◆ **What you need to do**: Which lines in the listing below contain the word "dark"? Pick them out and copy each one in full.

+++ Listed entries

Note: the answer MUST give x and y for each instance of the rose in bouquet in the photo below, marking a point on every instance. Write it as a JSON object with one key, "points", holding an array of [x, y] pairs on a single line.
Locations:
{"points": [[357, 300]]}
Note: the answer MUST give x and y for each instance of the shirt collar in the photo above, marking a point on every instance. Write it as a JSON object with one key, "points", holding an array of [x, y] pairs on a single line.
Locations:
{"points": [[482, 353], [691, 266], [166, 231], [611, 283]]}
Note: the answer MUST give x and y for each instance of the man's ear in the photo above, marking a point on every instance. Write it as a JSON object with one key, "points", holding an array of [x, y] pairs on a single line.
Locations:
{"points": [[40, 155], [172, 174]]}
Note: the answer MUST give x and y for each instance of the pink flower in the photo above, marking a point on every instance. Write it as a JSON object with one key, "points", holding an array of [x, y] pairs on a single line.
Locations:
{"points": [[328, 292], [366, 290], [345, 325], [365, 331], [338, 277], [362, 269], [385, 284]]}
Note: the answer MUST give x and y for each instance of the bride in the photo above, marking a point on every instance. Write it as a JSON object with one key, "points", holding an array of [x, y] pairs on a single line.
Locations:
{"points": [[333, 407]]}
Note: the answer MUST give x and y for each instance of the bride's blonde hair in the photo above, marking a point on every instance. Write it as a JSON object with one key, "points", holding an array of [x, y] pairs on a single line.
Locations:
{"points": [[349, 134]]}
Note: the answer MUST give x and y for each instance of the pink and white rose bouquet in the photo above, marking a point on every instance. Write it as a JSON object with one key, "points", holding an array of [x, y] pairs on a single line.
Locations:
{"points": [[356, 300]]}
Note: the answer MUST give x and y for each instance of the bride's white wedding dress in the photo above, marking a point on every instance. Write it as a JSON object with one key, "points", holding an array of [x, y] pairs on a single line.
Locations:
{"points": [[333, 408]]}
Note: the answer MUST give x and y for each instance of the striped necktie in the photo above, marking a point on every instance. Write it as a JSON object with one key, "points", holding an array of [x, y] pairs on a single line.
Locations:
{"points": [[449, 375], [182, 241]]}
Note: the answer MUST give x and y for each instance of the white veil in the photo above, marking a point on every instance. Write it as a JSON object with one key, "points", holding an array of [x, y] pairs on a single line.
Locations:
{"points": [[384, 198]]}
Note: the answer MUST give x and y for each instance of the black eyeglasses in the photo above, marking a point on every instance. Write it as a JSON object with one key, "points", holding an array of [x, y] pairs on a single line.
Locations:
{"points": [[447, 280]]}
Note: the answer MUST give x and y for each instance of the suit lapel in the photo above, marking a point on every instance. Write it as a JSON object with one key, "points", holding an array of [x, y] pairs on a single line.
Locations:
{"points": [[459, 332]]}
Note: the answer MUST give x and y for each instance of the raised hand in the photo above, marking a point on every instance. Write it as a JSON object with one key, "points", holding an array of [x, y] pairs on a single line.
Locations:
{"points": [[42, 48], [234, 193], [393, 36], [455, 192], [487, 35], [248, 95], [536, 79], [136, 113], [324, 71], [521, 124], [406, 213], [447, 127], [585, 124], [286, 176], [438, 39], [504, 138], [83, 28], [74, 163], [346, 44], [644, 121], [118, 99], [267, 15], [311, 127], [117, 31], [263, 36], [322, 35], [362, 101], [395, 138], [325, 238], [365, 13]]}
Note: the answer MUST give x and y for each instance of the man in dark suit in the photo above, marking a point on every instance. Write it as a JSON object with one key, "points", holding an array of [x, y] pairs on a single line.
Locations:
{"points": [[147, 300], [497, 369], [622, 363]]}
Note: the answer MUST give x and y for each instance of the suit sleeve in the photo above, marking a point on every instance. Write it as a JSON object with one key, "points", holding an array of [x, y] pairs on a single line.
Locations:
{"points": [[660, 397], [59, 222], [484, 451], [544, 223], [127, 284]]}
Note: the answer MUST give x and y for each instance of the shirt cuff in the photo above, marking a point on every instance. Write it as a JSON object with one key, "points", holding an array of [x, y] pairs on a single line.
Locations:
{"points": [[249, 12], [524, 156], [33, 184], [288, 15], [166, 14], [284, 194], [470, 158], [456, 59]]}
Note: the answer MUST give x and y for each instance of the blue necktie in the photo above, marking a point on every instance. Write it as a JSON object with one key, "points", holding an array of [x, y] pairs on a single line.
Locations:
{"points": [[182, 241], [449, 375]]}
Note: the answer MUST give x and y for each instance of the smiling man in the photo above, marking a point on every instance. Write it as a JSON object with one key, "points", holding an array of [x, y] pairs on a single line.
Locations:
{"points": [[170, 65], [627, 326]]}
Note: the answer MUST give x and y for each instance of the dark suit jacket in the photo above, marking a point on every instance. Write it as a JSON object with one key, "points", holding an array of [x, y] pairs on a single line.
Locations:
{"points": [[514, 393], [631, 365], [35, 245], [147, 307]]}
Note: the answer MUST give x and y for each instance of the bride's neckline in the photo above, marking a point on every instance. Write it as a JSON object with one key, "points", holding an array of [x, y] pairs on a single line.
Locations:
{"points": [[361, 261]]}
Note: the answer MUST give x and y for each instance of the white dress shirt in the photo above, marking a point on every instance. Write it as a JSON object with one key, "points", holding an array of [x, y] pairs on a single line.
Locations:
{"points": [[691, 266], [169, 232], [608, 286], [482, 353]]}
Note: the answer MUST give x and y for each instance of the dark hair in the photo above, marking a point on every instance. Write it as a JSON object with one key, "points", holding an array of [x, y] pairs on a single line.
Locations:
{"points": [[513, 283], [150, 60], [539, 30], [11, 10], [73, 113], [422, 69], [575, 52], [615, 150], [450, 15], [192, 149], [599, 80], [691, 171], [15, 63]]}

++++++
+++ Listed entries

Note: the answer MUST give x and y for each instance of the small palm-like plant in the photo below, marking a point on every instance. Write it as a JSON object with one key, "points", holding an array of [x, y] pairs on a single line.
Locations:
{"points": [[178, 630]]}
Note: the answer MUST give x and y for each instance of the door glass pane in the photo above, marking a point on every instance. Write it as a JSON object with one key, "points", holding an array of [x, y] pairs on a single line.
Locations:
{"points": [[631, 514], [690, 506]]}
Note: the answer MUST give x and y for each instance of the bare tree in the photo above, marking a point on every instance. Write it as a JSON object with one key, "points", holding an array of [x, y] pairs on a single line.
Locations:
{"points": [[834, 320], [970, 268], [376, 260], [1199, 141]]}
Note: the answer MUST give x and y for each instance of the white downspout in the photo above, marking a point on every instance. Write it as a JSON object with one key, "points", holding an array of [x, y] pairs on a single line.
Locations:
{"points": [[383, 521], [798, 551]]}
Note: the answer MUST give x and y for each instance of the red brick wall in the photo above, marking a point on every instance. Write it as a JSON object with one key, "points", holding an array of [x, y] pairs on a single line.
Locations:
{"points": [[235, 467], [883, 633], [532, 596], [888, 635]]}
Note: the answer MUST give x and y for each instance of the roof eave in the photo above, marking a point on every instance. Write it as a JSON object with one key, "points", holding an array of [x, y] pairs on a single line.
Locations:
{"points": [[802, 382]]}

++++++

◆ **Answer to the task**:
Note: the answer MUST give x and y for each instance of the man in dark suit in the photo above, marking a point on every instance. Write it as a JSON object with one key, "points", holding an array of [x, y] pairs on a single line.
Note: the answer MUST give x and y for each instance of the dark suit jacket in the photo above, marking a point on every instance. Write it as a JSON object with one key, "points", holding an array of [x, y] pairs on a single line.
Note: the answer MUST give x and y for each instance of the dark hair in the photo above, marking a point on every instance. Write it as a JSON object with one key, "points", holding an array of [x, y] pairs on a single line.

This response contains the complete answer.